→ **GIVEN TASK**: Rewrite the listing from the line containing "Query: lake water" through the end of the listing, replacing "mountain ridge" with "mountain crest" and leaving everything else unchanged.

→ **DATA FOR THIS TASK**:
####

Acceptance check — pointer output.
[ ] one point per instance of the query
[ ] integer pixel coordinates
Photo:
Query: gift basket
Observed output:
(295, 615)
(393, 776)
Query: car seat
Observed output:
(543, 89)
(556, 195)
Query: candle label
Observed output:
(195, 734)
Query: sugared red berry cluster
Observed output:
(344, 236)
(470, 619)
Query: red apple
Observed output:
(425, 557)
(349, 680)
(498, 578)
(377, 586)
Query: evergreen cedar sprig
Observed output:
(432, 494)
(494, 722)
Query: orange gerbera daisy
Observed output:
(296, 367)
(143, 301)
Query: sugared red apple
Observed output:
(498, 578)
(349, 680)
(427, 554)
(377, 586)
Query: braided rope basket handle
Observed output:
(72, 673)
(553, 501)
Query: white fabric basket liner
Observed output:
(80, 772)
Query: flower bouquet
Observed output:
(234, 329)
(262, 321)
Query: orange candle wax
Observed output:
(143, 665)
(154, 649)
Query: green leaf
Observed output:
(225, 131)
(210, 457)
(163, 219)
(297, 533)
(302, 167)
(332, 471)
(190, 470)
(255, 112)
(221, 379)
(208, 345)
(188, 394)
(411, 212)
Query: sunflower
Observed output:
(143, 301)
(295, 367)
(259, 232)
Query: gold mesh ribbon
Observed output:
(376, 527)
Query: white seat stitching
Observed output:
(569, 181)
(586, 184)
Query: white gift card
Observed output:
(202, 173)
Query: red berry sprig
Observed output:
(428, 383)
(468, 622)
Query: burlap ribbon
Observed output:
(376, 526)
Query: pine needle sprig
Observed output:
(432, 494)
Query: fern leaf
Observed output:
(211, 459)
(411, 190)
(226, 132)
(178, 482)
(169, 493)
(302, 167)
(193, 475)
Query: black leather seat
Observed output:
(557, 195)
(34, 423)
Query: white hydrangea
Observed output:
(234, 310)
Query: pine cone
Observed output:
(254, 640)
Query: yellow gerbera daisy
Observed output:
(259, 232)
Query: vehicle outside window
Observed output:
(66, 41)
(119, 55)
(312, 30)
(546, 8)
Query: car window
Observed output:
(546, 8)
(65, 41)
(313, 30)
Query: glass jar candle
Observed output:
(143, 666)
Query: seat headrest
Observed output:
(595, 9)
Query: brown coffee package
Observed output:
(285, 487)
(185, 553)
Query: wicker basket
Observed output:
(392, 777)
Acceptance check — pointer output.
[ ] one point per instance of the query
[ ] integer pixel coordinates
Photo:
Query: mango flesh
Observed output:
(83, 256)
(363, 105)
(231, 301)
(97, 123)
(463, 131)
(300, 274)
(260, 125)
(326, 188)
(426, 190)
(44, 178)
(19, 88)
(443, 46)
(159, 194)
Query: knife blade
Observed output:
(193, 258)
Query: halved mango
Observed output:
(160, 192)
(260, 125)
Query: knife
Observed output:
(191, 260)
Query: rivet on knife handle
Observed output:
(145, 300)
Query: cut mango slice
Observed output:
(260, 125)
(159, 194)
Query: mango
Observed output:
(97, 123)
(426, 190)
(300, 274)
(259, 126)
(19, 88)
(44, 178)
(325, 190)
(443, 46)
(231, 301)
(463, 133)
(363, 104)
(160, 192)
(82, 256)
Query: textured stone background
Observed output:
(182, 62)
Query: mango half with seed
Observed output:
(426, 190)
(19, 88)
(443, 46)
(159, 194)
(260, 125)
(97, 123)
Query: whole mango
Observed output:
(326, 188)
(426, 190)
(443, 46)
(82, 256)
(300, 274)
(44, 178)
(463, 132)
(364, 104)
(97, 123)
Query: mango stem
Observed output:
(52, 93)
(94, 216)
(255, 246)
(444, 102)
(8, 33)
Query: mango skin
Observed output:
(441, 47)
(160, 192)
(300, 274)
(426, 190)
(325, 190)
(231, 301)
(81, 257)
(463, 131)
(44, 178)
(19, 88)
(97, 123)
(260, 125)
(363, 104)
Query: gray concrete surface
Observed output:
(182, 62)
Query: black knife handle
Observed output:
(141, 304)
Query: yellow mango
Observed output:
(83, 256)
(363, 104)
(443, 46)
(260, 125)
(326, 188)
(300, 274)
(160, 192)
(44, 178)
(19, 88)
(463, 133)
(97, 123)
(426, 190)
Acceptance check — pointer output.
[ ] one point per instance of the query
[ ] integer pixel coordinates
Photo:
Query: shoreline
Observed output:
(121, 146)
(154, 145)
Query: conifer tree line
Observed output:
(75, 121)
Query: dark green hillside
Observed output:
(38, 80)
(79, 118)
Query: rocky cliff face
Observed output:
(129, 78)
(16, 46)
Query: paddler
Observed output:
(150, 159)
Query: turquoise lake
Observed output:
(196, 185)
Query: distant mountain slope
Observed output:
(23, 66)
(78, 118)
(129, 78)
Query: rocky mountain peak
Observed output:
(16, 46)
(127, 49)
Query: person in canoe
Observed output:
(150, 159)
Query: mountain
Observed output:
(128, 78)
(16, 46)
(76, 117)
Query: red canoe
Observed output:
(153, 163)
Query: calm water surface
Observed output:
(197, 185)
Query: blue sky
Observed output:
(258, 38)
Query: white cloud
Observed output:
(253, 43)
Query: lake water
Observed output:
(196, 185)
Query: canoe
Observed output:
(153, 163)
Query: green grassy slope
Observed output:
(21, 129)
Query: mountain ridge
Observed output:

####

→ **OUTPUT FOR THIS EXERCISE**:
Query: lake water
Observed output:
(196, 185)
Query: canoe
Observed output:
(153, 163)
Query: green grassy slope
Observed output:
(21, 129)
Query: mountain crest
Observed output:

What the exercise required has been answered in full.